### TEXT
%%

PHILADELPHIA, Jan. 21 (UPI) -- Twitter's fast pace and knack for promoting public spats can surely raise heart rates and get the proverbial blood boiling, but the platform known for hashtags and half-formed thoughts can also predict heart attacks -- or at least rates of heart disease.
According to a new study led by researchers at the University of Pennsylvania, Twitter's data can be used to measure a place's psychological and physiological well-being, thus forecasting a community's heart health.
Of course, any public health expert can get together with a geographer or census researcher and use known figures like obesity rates, age, race, as well as socioeconomic indicators to anticipate health problems.
But the new research shows that by analyzing the emotional tone of tweets, Twitter can do the job nearly as well.
The study found that communities featuring residents prone to angry tweets tinged with frustration and bitterness were more likely to suffer high rates of coronary heart disease, even after controlling for factors like income and education. In contrast, cities, towns and neighborhoods where people tended to express happiness and elation via their tweets were also more likely to enjoy better heart health.
"Psychological states have long been thought to have an effect on coronary heart disease," Margaret Kern, an assistant professor at the University of Melbourne, Australia, explained in a recent press release.

%%

### ENTRIES PROVIDED
%%

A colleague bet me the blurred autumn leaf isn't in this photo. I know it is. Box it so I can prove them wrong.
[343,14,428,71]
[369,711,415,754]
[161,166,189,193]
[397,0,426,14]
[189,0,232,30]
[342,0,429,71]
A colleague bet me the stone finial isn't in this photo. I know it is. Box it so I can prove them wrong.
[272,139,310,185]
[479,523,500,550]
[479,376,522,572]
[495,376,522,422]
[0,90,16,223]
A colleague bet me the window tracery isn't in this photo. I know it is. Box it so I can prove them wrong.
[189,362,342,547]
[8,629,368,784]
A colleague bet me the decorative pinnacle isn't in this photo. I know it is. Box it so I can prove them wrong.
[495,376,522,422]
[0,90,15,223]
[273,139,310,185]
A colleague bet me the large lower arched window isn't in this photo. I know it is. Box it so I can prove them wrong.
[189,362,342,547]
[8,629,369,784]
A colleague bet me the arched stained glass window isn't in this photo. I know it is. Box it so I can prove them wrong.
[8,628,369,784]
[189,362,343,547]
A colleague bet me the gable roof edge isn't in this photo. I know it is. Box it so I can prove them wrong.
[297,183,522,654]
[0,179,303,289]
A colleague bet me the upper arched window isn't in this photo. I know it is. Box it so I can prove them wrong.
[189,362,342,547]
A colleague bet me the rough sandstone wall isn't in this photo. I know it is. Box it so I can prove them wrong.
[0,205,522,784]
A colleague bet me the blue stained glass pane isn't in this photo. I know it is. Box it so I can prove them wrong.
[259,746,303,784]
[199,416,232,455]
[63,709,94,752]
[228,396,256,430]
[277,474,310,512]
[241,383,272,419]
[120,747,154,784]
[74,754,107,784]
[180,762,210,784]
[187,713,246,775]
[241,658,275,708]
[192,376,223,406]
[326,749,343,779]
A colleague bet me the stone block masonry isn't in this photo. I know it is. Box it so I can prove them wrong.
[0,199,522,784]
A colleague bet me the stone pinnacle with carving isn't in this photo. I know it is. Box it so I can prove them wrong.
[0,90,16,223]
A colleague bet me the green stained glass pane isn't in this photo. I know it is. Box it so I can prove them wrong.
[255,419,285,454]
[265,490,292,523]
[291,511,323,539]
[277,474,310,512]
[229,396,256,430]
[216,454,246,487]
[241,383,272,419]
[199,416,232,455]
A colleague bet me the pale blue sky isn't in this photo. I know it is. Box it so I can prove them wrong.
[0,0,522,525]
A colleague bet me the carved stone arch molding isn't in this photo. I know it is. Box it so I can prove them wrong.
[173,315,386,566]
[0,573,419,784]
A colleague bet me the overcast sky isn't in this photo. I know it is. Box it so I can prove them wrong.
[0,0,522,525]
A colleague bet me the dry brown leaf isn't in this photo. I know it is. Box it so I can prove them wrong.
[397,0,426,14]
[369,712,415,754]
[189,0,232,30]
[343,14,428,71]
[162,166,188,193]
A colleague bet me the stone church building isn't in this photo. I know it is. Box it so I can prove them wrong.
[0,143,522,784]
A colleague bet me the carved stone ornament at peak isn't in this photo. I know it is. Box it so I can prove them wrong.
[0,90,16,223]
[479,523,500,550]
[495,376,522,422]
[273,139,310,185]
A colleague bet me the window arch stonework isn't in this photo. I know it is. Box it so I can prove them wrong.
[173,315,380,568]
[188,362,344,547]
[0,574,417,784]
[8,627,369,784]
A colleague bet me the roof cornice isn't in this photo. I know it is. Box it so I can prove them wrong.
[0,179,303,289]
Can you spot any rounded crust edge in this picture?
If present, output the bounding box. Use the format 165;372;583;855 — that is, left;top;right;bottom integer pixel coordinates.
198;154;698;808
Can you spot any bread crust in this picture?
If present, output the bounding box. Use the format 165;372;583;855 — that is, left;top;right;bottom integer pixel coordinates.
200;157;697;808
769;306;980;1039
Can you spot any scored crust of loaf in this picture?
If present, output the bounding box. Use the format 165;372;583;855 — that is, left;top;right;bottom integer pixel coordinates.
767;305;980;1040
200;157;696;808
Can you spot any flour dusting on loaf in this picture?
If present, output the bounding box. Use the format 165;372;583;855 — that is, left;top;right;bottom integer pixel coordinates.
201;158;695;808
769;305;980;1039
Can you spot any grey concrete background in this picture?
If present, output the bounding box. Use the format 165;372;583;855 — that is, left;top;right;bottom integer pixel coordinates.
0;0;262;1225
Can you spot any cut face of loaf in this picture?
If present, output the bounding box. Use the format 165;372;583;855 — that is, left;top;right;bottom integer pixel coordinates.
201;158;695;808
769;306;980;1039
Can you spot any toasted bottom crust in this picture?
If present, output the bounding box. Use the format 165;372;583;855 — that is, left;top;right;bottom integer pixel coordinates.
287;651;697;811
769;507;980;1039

%%

### TO DO
a: Extract the passage of the Twitter heart disease article starting at "PHILADELPHIA, Jan. 21" and ending at "community's heart health.".
b: Write what comes next in the article on Twitter and heart disease, continuing from its last sentence.

### ANSWERS TO THE PROBLEMS
a:
PHILADELPHIA, Jan. 21 (UPI) -- Twitter's fast pace and knack for promoting public spats can surely raise heart rates and get the proverbial blood boiling, but the platform known for hashtags and half-formed thoughts can also predict heart attacks -- or at least rates of heart disease.
According to a new study led by researchers at the University of Pennsylvania, Twitter's data can be used to measure a place's psychological and physiological well-being, thus forecasting a community's heart health.

b:
"For example, hostility and depression have been linked with heart disease at the individual level through biological effects," Kern added. "But negative emotions can also trigger behavioral and social responses; you are also more likely to drink, eat poorly and be isolated from other people which can indirectly lead to heart disease."
The takeaway is that the language of Twitter aggregates information on the human condition (whether health related or otherwise). Finding ways to mine that language for trends and tendencies is potentially more valuable than traditional demographic analysis.
"Twitter seems to capture a lot of the same information that you get from health and demographic indicators," concluded Penn researcher Gregory Park. "But it also adds something extra. So predictions from Twitter can actually be more accurate than using a set of traditional variables."
The new research was published this week in the journal Psychological Science.